• _ASSIGNED TASK_: Collect all lines from the listing that include the string "pixel".

• _PROVIDED INFORMATION_:
========
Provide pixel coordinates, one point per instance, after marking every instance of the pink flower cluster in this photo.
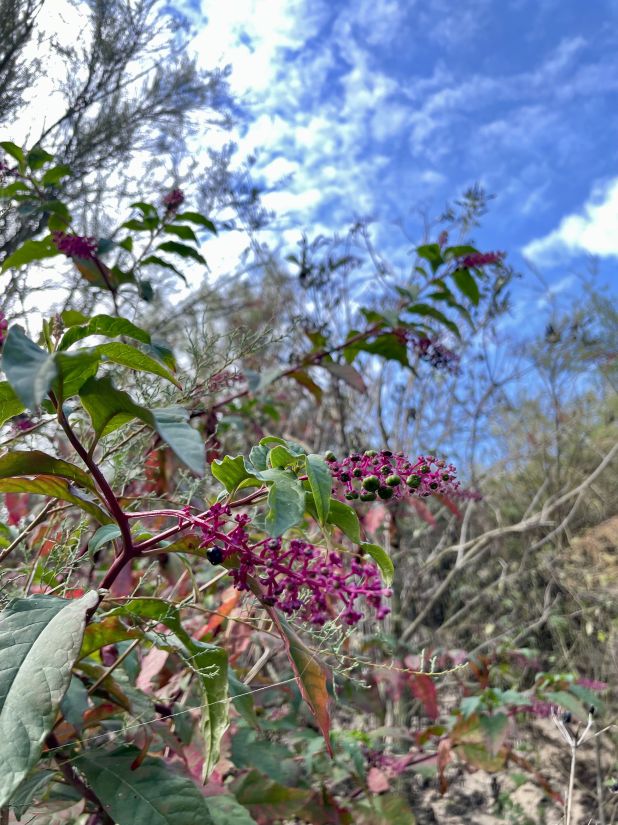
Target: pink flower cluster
(479, 259)
(382, 474)
(173, 200)
(437, 355)
(75, 246)
(295, 576)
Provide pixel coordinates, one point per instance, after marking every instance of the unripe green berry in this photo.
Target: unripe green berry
(371, 483)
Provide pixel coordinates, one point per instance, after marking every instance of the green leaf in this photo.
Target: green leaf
(40, 638)
(29, 369)
(172, 424)
(310, 672)
(382, 559)
(226, 810)
(343, 516)
(431, 253)
(466, 283)
(15, 152)
(495, 729)
(128, 356)
(53, 487)
(106, 325)
(242, 699)
(182, 250)
(10, 404)
(200, 220)
(231, 472)
(110, 408)
(30, 251)
(74, 369)
(109, 631)
(269, 800)
(286, 504)
(152, 794)
(35, 462)
(207, 661)
(321, 483)
(55, 174)
(29, 789)
(147, 209)
(184, 232)
(38, 157)
(104, 534)
(431, 312)
(347, 373)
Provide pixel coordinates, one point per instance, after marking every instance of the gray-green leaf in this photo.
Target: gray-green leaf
(40, 639)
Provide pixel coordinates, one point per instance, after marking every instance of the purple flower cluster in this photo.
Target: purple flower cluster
(297, 577)
(478, 259)
(381, 474)
(75, 246)
(437, 355)
(173, 200)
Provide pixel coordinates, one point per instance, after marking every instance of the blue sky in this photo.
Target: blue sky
(390, 108)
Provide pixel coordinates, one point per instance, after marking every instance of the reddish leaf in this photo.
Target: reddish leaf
(17, 506)
(217, 619)
(310, 672)
(445, 755)
(424, 689)
(377, 781)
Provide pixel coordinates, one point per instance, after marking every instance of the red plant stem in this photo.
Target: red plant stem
(128, 551)
(172, 531)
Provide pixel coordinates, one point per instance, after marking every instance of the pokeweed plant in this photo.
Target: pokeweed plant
(76, 722)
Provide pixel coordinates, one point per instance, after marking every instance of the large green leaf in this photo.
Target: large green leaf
(134, 359)
(231, 472)
(54, 487)
(207, 661)
(310, 672)
(106, 325)
(321, 483)
(152, 794)
(286, 503)
(183, 250)
(73, 370)
(10, 404)
(268, 799)
(226, 810)
(29, 369)
(36, 462)
(40, 639)
(30, 251)
(110, 408)
(382, 559)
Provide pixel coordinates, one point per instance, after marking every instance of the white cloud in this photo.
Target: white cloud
(594, 230)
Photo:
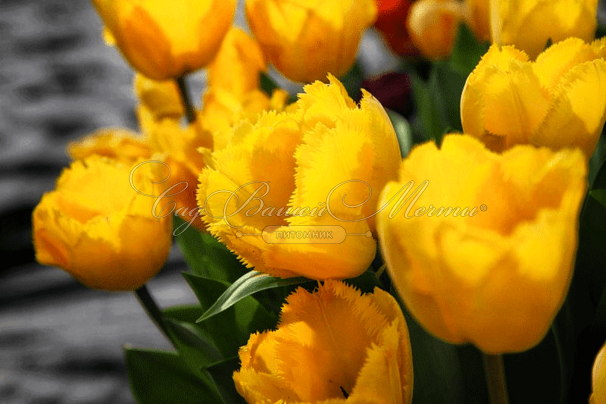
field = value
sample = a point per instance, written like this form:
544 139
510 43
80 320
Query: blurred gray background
59 341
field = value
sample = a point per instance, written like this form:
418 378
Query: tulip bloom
99 229
558 101
485 252
332 346
433 26
233 90
314 169
163 39
598 379
530 24
478 18
118 144
305 40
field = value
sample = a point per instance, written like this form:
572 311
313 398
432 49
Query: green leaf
429 122
599 195
403 131
222 375
247 285
231 328
160 377
194 344
535 375
443 373
206 256
467 52
268 85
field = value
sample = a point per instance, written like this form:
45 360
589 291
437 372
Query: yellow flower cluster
529 25
484 253
292 172
558 101
479 234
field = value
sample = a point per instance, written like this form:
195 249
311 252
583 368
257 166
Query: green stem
153 311
187 104
495 379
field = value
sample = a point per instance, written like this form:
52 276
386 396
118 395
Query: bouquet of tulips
340 251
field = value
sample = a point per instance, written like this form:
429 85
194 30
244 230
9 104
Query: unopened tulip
558 101
305 40
530 24
433 26
167 39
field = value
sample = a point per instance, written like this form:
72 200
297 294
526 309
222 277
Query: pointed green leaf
403 131
205 255
231 328
222 375
467 51
247 285
161 377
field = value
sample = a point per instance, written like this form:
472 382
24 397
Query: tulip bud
558 101
305 40
433 26
530 24
167 39
480 246
100 227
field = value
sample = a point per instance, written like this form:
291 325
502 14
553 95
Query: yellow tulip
530 24
331 346
184 150
478 17
433 26
99 229
598 382
238 64
495 268
558 101
167 39
305 39
318 145
233 86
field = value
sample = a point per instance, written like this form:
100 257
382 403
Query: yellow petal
498 277
238 64
578 111
307 40
327 343
98 228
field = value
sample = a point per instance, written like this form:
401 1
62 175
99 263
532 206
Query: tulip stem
185 98
495 379
153 311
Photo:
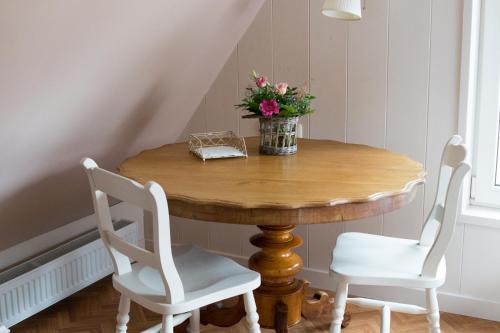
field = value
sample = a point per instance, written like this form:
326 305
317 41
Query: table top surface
323 173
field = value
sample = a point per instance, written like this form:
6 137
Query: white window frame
484 191
472 213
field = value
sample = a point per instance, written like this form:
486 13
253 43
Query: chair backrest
152 199
440 224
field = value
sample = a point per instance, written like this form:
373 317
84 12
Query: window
486 179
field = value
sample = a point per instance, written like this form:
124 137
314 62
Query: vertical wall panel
454 261
290 33
367 87
481 270
328 72
220 101
444 81
328 56
407 100
255 52
291 45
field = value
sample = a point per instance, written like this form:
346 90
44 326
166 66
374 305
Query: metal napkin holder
213 145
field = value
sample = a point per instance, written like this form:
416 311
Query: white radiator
38 283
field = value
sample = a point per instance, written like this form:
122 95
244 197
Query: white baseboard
43 242
448 302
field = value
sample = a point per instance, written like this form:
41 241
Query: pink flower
281 88
261 81
268 107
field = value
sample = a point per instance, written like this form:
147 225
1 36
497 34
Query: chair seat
367 259
206 278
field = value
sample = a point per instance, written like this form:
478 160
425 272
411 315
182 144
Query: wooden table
325 182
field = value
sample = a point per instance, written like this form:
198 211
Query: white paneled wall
390 80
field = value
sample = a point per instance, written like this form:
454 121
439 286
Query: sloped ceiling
103 79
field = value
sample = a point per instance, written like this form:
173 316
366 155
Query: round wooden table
325 182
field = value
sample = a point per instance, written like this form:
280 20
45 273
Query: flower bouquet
278 108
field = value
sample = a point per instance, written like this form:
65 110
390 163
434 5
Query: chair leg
251 310
167 324
194 322
339 307
123 317
433 310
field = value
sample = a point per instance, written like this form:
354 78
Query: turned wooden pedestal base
281 299
278 266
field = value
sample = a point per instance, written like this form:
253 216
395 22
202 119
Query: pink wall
103 79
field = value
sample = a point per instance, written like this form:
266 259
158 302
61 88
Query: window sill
480 216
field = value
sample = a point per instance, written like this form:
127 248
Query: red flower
268 107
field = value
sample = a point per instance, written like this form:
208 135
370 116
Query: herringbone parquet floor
93 310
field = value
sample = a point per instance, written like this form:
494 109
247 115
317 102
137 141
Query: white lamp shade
342 9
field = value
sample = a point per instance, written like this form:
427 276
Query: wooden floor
93 310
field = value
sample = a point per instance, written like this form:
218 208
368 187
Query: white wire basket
214 145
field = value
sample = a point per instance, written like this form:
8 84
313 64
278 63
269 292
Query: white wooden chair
366 259
172 281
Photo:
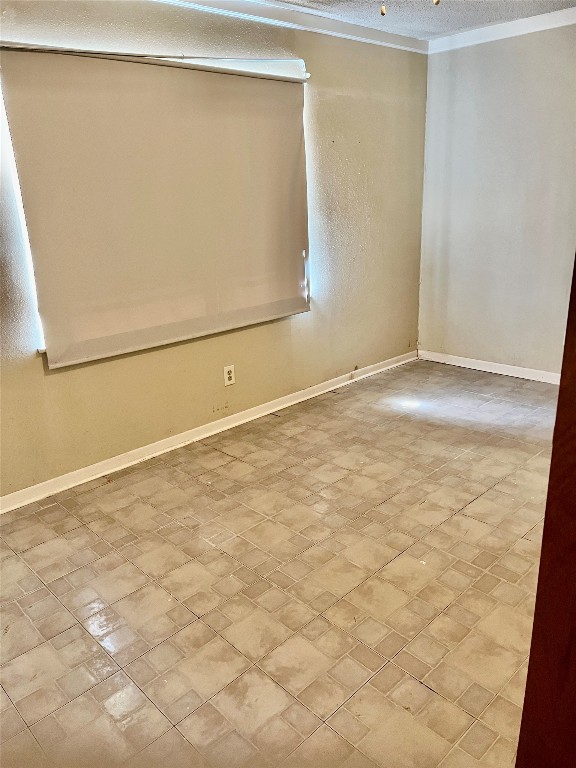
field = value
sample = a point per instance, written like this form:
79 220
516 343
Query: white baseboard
482 365
62 483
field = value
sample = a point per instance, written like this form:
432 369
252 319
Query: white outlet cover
229 376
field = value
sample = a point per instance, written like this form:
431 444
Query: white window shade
162 202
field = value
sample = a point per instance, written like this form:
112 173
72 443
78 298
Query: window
162 202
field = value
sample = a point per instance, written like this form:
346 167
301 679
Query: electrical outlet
229 375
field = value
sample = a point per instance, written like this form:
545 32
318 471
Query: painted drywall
365 115
499 224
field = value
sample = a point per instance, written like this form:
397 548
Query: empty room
288 384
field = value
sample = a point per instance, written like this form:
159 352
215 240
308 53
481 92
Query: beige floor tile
16 578
253 712
131 626
399 518
393 731
324 749
10 721
104 726
503 717
366 610
30 621
322 666
204 583
96 586
154 555
52 674
26 531
62 554
171 750
183 672
487 663
508 627
23 751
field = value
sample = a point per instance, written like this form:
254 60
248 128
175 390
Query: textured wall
365 117
499 226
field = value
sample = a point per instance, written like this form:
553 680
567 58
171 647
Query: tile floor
346 583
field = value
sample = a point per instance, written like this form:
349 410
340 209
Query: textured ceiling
421 18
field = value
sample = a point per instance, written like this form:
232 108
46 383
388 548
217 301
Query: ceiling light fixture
383 8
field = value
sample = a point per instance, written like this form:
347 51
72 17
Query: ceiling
421 18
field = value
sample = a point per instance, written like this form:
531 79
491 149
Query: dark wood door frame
548 730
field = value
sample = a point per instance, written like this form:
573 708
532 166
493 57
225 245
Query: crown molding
544 21
283 16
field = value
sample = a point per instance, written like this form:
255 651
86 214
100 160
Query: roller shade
162 203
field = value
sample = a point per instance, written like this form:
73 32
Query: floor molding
483 365
62 483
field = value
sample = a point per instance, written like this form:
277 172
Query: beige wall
499 226
365 117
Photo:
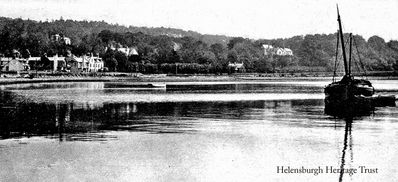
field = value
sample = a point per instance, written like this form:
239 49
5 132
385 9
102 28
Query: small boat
350 96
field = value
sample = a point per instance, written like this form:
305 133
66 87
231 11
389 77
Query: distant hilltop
169 50
97 26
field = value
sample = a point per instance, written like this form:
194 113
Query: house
236 67
270 50
14 65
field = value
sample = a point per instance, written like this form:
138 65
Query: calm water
223 131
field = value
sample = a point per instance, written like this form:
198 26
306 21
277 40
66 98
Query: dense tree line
167 50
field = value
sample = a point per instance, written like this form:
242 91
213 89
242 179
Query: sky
247 18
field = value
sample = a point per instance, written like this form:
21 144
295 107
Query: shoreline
151 78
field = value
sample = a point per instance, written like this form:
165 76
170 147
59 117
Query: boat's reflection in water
348 119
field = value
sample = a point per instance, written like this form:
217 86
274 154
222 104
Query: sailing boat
351 96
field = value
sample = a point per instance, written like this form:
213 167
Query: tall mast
342 42
350 55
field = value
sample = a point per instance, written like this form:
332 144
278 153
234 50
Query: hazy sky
247 18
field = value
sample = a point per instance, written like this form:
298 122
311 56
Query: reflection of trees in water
61 119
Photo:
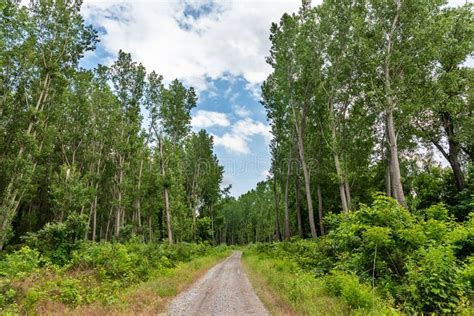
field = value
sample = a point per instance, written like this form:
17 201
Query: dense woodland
371 108
364 97
112 145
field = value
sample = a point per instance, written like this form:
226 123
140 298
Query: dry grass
151 297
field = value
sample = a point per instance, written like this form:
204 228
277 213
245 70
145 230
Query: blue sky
218 47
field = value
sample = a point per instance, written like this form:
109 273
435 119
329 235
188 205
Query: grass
286 290
110 297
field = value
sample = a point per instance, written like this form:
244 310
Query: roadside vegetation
100 277
367 208
380 259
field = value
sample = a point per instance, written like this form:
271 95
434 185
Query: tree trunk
397 187
453 152
166 196
12 196
306 175
337 163
298 208
287 217
320 209
348 194
277 217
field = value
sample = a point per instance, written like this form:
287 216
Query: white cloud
238 138
205 119
241 111
227 38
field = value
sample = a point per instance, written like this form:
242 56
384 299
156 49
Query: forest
370 195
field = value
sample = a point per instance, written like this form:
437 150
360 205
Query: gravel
224 290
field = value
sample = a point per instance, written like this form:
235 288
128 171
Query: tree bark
306 175
298 208
12 195
348 194
277 217
392 137
454 149
166 195
287 217
320 208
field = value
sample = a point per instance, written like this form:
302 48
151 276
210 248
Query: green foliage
95 272
433 282
20 263
421 262
349 288
58 240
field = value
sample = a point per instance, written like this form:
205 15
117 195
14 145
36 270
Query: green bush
422 260
58 240
20 263
433 282
348 287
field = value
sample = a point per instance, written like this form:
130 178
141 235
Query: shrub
433 282
20 263
348 287
58 240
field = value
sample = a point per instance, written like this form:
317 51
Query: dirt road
224 290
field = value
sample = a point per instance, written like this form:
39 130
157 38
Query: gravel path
224 290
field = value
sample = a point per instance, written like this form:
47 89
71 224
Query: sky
219 48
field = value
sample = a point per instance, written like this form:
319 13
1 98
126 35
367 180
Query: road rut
223 290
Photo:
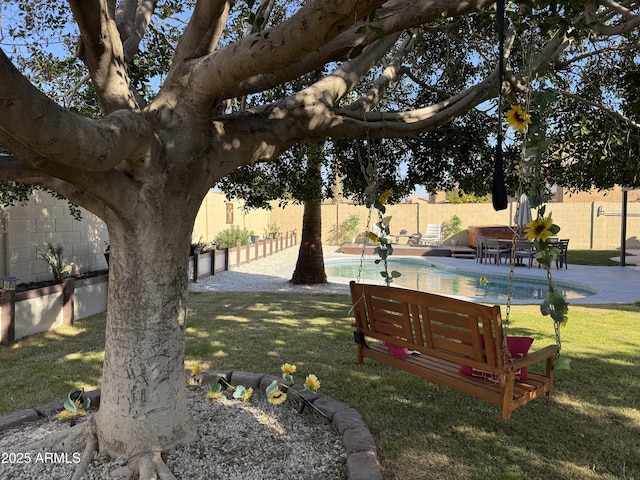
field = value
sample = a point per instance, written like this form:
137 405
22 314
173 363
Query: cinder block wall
217 214
25 229
579 222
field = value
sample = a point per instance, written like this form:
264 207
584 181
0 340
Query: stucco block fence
209 263
43 309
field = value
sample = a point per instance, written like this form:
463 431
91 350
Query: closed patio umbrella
523 216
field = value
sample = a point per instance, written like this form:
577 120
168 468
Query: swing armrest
534 357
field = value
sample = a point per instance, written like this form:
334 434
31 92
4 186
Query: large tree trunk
310 265
143 406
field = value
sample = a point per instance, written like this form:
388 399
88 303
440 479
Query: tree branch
63 136
602 107
203 31
308 30
101 51
133 18
390 75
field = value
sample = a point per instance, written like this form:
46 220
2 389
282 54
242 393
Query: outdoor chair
480 247
561 259
495 250
524 251
414 239
432 235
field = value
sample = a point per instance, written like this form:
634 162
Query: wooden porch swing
456 343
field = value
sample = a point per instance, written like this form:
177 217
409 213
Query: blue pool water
419 274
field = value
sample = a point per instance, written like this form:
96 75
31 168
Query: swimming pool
420 274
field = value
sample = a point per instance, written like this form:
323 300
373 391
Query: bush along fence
43 309
209 263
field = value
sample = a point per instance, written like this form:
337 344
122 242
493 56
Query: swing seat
444 336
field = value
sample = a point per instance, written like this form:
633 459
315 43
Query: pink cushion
397 351
518 347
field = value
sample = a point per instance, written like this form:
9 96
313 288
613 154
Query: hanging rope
499 192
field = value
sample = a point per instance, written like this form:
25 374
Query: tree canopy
134 109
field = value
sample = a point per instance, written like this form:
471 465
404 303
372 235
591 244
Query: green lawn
588 430
598 257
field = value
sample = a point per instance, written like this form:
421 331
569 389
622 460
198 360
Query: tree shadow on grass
588 429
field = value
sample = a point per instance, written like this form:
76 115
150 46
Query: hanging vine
531 125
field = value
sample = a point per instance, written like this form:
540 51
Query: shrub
229 237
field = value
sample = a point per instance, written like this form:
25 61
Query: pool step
463 255
462 252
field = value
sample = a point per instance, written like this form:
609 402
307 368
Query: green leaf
239 391
562 363
273 386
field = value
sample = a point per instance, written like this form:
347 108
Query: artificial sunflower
66 415
247 394
213 395
518 118
373 237
277 396
312 382
539 228
384 196
288 369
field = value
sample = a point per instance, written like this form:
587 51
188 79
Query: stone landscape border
361 463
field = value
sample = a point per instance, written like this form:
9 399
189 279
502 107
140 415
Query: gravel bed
270 274
236 440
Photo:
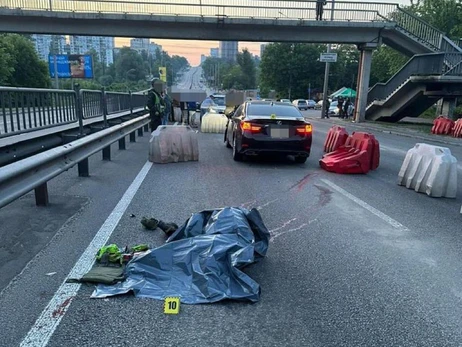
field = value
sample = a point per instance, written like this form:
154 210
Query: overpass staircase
433 72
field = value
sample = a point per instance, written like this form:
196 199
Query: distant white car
311 104
219 101
301 104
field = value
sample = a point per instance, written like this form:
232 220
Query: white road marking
266 204
404 152
391 149
46 324
286 223
273 237
366 206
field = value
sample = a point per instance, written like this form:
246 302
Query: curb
386 131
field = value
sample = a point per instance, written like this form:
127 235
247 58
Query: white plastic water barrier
214 123
172 144
431 170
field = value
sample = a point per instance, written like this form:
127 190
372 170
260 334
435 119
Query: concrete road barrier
457 131
214 123
442 126
177 114
172 144
195 120
431 170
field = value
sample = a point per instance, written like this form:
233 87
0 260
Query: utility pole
56 72
326 72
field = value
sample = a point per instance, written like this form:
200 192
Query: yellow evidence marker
172 305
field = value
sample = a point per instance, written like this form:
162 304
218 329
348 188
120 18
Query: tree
290 69
129 66
28 69
247 70
235 78
7 59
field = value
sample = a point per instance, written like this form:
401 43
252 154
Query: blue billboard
71 66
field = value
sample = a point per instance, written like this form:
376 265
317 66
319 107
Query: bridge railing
29 109
262 9
418 65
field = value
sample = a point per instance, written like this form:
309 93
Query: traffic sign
328 57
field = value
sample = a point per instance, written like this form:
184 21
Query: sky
192 50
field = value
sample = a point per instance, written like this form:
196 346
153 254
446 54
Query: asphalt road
354 260
191 79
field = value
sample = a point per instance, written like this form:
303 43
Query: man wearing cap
156 106
206 104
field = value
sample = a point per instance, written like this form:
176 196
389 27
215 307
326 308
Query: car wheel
228 145
236 155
========
• _SOLVED EXERCISE_:
Provide pixel coordinates, one point per instance, after marking every instance of the pink flower cluster in this photo.
Provide pixel coordinates, one point per instance, after marking every instance of the unripe green berry in this photo.
Provide pixel coordinates, one point per instance, after marking every instance of the green leaf in this photo.
Provide pixel coordinates, one point per instance, after marking every instance of the gray-green leaf in this photo.
Provide pixel coordinates, one point per instance, after marking every instance of the purple flower cluster in this photo.
Provide pixel coordinates, one point per instance, after marking every instance of the blue sky in this photo.
Provide pixel coordinates, one point per instance, after marking every instance of the reddish leaf in this photo.
Provide pixel coordinates, one point per instance, after marking every instance of the red plant stem in this photo.
Provide pixel coordinates, one point per instance, after marking every instance of the pokeweed plant in this photo.
Provide pixel coordinates, one point per instance, after marking every instance of the large green leaf in this photo.
Provide pixel coordinates, one point per instance, after marking every instance of the white cloud in this photo.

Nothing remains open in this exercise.